→ **WHAT YOU SHOULD DO**:
Can you rewrite the listing below, from its first line through the line containing "column 307, row 60" (both included), with "light kit" changed to "lamp assembly" and everything else left the same?

→ **SUPPLIED MATERIAL**:

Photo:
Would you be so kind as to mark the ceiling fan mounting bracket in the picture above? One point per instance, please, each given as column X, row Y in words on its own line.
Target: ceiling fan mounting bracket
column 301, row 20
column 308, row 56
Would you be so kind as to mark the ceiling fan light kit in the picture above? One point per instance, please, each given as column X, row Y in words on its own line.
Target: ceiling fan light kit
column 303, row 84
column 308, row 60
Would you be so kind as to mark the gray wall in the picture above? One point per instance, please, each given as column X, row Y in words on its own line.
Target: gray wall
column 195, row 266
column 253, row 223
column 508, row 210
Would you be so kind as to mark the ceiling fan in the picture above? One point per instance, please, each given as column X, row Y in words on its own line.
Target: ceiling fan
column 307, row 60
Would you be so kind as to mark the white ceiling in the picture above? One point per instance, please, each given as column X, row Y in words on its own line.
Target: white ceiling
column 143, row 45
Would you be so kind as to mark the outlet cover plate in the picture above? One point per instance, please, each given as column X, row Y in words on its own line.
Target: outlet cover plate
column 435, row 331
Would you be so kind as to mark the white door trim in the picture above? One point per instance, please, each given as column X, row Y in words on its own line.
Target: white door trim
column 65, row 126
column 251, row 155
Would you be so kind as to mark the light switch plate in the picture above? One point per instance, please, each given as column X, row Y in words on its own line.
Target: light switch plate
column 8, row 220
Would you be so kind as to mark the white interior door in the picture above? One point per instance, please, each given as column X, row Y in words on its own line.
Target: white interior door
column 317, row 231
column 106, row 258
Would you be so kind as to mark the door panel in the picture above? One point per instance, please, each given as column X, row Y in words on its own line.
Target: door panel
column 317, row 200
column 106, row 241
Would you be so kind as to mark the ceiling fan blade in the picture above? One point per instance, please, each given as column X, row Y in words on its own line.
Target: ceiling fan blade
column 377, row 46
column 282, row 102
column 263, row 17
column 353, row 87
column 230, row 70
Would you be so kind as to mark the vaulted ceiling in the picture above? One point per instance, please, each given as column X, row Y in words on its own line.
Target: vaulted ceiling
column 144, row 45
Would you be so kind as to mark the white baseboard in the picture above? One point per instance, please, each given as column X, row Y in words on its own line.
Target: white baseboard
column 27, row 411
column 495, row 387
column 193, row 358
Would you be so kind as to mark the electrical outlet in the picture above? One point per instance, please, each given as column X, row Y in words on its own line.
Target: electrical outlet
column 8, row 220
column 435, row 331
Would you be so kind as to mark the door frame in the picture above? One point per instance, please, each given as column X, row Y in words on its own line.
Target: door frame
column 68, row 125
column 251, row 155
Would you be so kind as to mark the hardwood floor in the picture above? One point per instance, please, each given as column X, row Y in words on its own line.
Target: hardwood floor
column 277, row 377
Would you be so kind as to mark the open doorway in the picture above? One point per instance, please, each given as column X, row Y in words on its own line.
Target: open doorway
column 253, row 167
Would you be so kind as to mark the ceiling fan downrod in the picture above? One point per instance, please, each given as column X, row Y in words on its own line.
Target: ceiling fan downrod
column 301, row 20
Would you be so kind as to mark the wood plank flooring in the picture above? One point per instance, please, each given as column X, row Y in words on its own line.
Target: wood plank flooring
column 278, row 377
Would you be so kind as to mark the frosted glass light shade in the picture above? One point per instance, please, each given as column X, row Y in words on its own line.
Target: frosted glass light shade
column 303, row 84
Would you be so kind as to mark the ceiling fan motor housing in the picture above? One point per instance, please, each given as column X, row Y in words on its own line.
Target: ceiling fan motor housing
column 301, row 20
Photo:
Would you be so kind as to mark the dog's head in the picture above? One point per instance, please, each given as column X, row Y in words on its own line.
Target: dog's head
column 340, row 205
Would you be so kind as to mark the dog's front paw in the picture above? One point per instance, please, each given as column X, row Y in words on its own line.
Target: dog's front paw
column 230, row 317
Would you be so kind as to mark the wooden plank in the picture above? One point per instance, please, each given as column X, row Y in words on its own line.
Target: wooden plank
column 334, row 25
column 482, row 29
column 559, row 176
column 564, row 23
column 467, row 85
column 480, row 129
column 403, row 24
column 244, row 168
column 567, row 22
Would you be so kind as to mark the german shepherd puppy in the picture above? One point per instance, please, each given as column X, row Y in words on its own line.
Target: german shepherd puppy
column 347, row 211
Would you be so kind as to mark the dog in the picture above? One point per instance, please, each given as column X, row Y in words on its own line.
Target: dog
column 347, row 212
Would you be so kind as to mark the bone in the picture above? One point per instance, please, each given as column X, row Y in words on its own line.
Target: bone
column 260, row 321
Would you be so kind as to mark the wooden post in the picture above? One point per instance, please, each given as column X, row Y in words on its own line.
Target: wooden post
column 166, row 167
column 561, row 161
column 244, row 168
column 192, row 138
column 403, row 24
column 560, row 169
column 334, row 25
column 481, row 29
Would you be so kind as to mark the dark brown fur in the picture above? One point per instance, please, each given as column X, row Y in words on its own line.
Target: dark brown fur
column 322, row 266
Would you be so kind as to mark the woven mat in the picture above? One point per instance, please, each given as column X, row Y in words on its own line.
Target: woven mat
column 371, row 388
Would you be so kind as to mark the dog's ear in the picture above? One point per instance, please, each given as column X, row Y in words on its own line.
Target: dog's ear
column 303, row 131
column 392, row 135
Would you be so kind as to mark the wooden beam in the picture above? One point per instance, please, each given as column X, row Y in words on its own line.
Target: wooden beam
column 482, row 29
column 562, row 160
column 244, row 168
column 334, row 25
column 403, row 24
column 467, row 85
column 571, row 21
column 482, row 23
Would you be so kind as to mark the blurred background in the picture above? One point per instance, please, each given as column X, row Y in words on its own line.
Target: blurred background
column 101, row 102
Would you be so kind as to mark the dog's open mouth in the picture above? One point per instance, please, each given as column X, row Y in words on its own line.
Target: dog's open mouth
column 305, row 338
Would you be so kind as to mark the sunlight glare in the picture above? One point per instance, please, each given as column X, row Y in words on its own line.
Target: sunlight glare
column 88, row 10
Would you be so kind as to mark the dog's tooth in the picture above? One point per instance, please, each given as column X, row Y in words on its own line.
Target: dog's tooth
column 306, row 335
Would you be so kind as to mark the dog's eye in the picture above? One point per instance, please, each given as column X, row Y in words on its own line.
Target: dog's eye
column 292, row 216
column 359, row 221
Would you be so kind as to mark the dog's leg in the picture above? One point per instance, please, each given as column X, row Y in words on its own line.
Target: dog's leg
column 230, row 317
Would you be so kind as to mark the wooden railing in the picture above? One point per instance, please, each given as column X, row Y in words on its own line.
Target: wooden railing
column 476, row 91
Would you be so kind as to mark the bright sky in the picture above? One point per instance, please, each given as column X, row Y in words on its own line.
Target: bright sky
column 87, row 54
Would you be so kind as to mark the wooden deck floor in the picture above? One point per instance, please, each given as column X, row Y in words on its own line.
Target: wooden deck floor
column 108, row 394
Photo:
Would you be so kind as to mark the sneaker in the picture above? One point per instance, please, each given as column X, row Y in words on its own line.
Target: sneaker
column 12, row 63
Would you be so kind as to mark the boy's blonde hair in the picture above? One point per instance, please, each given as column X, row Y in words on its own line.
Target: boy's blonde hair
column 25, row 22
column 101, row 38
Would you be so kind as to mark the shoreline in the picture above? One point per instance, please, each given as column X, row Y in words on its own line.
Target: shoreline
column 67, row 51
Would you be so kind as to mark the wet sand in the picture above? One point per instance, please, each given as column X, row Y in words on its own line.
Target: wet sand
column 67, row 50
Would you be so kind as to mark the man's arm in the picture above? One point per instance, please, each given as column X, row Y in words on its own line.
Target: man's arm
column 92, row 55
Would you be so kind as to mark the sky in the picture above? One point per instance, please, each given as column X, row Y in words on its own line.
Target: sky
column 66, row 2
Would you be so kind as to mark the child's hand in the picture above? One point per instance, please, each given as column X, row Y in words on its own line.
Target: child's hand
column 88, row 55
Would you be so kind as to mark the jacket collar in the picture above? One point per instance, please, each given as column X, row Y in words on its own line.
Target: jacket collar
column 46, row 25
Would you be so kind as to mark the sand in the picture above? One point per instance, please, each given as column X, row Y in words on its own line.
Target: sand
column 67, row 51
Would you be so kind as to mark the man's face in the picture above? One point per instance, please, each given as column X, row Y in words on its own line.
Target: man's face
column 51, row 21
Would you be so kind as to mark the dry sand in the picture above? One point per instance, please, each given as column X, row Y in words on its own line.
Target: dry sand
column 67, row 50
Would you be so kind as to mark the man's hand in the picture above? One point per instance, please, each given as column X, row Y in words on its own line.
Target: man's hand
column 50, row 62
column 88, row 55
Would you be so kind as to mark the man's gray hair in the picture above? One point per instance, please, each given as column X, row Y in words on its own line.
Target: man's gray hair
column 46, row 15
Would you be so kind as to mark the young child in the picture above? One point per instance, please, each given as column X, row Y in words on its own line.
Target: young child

→ **TASK ANSWER**:
Photo:
Would you be so kind as to mark the ceiling fan mounting bracket in the picture above? One point per instance, please, each given as column X, row Y in words on its own line.
Target: ceiling fan mounting bracket
column 301, row 20
column 308, row 56
Would you be so kind as to mark the ceiling fan lamp assembly in the picture above? One point per instance, please, each given as column X, row Y in words on its own line.
Target: ceiling fan lamp assembly
column 303, row 84
column 308, row 60
Would you be so kind as to mark the gray wall in the picture above? One point per instance, please, each given as column X, row Y in words on its own line.
Target: gray wall
column 195, row 266
column 253, row 223
column 508, row 210
Would you be so kind as to mark the ceiling fan in the picture above? One point per instance, please, each given as column X, row Y in words on its own line.
Target: ceiling fan
column 307, row 60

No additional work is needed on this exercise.